Excerpted text:
%%

DEV Community

Hommies
Hommies

Posted on

LeetCode Solution: 10. Regular Expression Matching

Mastering Regular Expressions: A Deep Dive into LeetCode 10 with Dynamic Programming

Hey there, fellow coders! 👋 Are you ready to tackle one of LeetCode's classic challenges that might seem daunting at first glance but becomes quite elegant with the right approach? Today, we're diving into Problem 10: Regular Expression Matching.

This problem is a fantastic way to sharpen your dynamic programming (DP) skills and gain a deeper understanding of how regular expressions actually work under the hood. Don't worry if regex feels like magic – we're going to demystify it together!


The Puzzle: Regular Expression Matching

We're given two strings: an input string s and a pattern p. Our goal is to determine if the pattern p completely matches the input string s.

The twist? The pattern p isn't just plain text. It can contain two special characters:

  • '.': This dot matches any single character. Think of it as a wildcard for one character.
  • '*': This asterisk matches zero or more of the preceding element. This is where things get interesting!

Important Note: The match must cover the entire input string s, not just a part of it.

Let's look at a few examples to solidify our understanding:

Example 1: Basic Mismatch

  • s = "aa", p = "a"
  • Output: false
  • Why? The pattern "a" only matches the first 'a' of "aa". It doesn't cover the entire string.

%%

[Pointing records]
%%

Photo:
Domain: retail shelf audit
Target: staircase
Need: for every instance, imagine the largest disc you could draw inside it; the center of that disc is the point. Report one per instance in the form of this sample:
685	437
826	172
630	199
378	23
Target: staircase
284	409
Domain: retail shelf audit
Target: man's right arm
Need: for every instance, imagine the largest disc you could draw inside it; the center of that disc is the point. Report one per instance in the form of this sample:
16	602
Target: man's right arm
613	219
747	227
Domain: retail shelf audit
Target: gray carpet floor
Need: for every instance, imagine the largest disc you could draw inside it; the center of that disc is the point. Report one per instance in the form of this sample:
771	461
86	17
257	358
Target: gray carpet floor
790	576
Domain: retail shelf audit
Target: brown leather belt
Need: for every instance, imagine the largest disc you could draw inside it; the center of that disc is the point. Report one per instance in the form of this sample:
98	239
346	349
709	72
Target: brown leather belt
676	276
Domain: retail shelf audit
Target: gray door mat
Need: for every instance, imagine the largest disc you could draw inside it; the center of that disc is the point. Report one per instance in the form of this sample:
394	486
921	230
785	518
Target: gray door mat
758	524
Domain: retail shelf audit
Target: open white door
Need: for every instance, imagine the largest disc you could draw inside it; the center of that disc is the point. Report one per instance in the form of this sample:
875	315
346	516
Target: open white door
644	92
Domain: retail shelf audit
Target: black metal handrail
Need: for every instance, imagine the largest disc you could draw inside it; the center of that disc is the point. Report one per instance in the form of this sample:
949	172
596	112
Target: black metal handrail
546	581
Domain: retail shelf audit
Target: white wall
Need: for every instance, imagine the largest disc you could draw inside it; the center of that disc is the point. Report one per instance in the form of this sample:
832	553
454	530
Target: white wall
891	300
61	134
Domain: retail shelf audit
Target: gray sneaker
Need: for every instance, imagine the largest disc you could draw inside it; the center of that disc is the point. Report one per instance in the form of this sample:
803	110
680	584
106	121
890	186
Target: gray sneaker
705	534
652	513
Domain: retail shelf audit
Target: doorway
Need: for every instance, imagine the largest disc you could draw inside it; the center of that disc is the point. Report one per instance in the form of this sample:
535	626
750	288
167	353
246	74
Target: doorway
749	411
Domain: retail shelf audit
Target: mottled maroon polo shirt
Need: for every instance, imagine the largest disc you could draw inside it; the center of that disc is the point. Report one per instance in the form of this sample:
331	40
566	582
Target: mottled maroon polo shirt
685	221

%%

What you will do:
Summarize the post on LeetCode's regular expression matching problem in two sentences.

Result:
The post presents LeetCode Problem 10, which asks whether a pattern p matches all of an input string s, and it frames the problem as a way to build dynamic programming skills. The pattern may contain '.', which matches any single character, and '*', which matches zero or more of the preceding element, and a first example shows that "a" fails to match "aa" because it does not cover the entire string.